Data items:

-- Opening Marker --

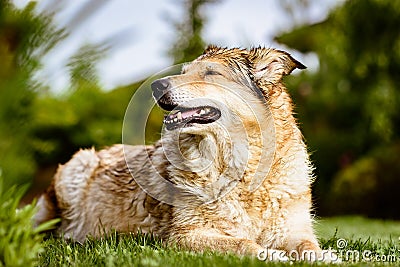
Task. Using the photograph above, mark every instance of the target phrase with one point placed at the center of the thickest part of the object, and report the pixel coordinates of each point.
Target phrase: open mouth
(185, 117)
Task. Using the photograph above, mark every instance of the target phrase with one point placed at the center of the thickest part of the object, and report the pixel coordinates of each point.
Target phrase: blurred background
(69, 68)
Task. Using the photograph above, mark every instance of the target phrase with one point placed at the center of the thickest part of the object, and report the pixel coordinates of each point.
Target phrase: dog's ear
(271, 64)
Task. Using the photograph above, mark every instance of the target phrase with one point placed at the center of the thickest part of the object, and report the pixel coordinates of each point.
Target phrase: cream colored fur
(239, 184)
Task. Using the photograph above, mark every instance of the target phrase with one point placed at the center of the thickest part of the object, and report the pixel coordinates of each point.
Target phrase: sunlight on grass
(129, 250)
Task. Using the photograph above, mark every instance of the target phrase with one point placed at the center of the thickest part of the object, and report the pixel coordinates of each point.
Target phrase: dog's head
(222, 85)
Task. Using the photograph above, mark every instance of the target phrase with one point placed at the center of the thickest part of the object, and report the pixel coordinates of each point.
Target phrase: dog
(231, 172)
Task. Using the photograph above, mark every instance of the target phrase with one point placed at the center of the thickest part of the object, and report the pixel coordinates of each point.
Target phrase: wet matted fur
(233, 123)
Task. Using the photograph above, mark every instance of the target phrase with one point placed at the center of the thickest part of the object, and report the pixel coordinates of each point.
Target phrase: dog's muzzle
(179, 115)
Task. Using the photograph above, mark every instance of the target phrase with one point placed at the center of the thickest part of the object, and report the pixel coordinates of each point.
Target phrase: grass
(379, 238)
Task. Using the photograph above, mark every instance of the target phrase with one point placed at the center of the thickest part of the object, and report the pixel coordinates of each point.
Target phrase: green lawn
(378, 239)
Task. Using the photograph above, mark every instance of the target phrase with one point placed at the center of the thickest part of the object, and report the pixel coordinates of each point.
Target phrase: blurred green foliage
(24, 39)
(349, 108)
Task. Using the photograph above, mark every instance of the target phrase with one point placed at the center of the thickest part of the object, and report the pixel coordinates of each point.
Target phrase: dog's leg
(46, 207)
(202, 239)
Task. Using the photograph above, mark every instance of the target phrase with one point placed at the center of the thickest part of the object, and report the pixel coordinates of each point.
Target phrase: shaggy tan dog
(230, 173)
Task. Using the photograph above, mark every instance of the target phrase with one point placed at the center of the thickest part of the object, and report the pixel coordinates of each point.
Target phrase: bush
(368, 186)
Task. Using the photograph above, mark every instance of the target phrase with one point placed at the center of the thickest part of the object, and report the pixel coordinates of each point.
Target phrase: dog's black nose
(159, 87)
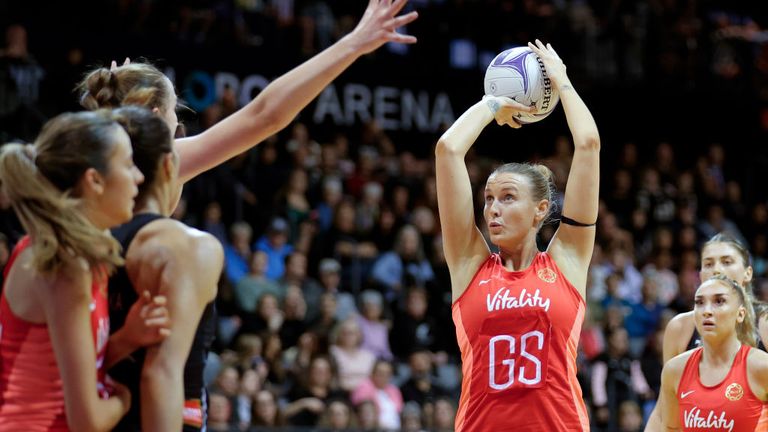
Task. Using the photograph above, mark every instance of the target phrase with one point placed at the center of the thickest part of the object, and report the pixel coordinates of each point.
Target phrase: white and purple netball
(518, 73)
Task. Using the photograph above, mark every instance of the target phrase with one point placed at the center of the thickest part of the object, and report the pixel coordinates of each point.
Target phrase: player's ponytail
(133, 84)
(542, 182)
(745, 330)
(40, 180)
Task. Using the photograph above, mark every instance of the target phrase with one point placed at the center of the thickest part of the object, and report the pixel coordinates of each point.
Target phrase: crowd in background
(334, 306)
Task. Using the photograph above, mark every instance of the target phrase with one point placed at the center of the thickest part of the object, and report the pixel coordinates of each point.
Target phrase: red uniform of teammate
(728, 406)
(29, 378)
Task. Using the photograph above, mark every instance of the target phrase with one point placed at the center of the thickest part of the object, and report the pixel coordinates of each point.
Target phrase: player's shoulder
(678, 362)
(757, 360)
(168, 238)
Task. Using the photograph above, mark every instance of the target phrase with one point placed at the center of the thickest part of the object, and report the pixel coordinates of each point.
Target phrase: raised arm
(66, 303)
(184, 265)
(572, 245)
(464, 246)
(275, 107)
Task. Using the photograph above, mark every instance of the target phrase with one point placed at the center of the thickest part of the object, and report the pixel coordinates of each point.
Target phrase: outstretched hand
(552, 62)
(379, 25)
(504, 110)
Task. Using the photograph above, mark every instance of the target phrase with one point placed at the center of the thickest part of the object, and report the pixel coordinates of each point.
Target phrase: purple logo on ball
(516, 63)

-- Closing Marker --

#### WORK INSTRUCTION
Each entry above should come back word for word, and no picture should come with it.

#### RESULT BELOW
Task. Using the photograph above, mark every instance of the target phrase with one point placed at the center of the thickest part of the object, and report the pixel coordinates of each point.
Target phrase: open mouth
(185, 117)
Task. Using the photograph above, mark every instance of the target phrase with one point placed at the center of the thickest part of the object, and report the pixel coordinates of each point.
Target phrase: blurred background
(69, 68)
Task. Using the photograph above, mark every instance of the target phrase with one point placed at the center of the thickest part of the object, and report the pixel coordinates of each point.
Target phrase: dog's ear
(271, 64)
Task. Using the photograph above, mark every instance of the target phrase with one point placed at the center of the thickest part of the object, and report the pixel coordinates of each point.
Target phrase: cream colored fur
(239, 184)
Task. Using the photograph above, mark every instance of the target phrase with one point placed at the center of the thickest part of the object, and report the pixel coordinates of each point.
Target phrase: sunlight on grass
(129, 250)
Task. Using the photograph above, mark every instance of the target phrase with one point placed at the center of the thickest part of the object, and report the pixel coordinates of each point.
Target phrase: dog's head
(222, 85)
Task. Using the photograph above, mark every instance of the target phrase with one point placed at the center of the thickest part of the object, and report the pixel coordinates of each point.
Target phrase: dog
(231, 172)
Task. Using the photograph above, mark every instance of the target phrase with one point placed at the center of the thickest part of the object, and report the pixel coordinates of each point.
Target phrase: wet matted fur
(233, 123)
Task. Using the photograph above, mark every instance of the target phrase with one point placed at the center of the thickest part of the object, and report the pixel coordinates of each point.
Target phrase: dog's muzzle
(179, 115)
Task. Using the photograph above, mark every instance of the target phrase with one point placed at the center of the thickest part of the object, and report the pixel coordinates of each point.
Target phrase: grass
(379, 238)
Task. Using the photograph above, mark every instance of the target phrase with one point placed at the center of the thickest part of the object, and report the pixel coordinates of each point.
Target phrase: green lawn
(378, 239)
Task. Using the photograph above, mark every instance of the target phrase with one point placed at the center of the thickest part of the object, and report the pixel coordinates of each point.
Target phrase: blurred green foliage
(24, 39)
(349, 108)
Task. Using the photograph above, mark every instance of the target phrase with one point placed at the center of the thickest part of the object, and report the pixel coordinates of each point.
Target phrase: dog's leg
(46, 207)
(202, 239)
Task. Using the photograph above, mark every instance of the target phrase with one point placed at the center of the thickest part of the object, and report the pixel coordinates of each point.
Target phrase: shaggy tan dog
(230, 173)
Task. Using the photograph above, mark every instance of the target phrase with one point placed at the center of the thickest part of the object, and report the pixel coordinates of each point.
Target phrase: bush
(368, 186)
Task. Using the photograph above, mark every instance of the target phrase with one point placed at the center of the thickest part of the object, and report the pixel coordinates of each point.
Target phrase: dog's black nose
(159, 87)
Task. Using the photograph above, mark every instance of the target phrase with one point placed at the center of the thickest part of the object, and report the pixel coordinates of each point.
Target phrase: white and purple netball
(518, 73)
Task. Using the photograph above, mark every instance of the target phrase with one point placed at the center of the thickest part of the object, and report the pixel coordinates of each point.
Target phrase: player's ponytail
(133, 84)
(542, 182)
(745, 330)
(40, 180)
Task. Using the photograph above, mark every instance of the target phrase with one point placed at the center of the thickest part of the object, and report the pixel coordinates of each point.
Target phrase: crowd in background
(334, 306)
Task. Using the photograph above, mark every instance of the target phrase with one point placed at the center of the thickest part of the object, and report the pixel coordinates of each point.
Target phrase: red uniform of teammate
(728, 406)
(29, 378)
Task. Using the photograph above, mark every instance of the target phrase with one point placed at the center of the thickest part of the object, and report the pixel coordinates of each point.
Target phrase: player's shoulder
(678, 362)
(757, 360)
(168, 238)
Task. Using the photograph above, mark every instance of the target phrase with one point placed at the center of the thickest part of the object, and report the pixel coordinates of each point.
Target phrase: raised arm
(66, 303)
(184, 265)
(572, 245)
(464, 246)
(275, 107)
Task. Using the photograph above, mark every instance of the target phrase with one point placed at the center of the thickest part of the object, and report the pixel coordinates of each point.
Target phrase: outstretched hand
(552, 62)
(379, 25)
(504, 110)
Task. Using the photograph above, mark every instance of the target phrase with one point placed at the center of the thickest part of the object, and report the pixel coordinates of each point.
Target phrase: purple logo on ball
(516, 63)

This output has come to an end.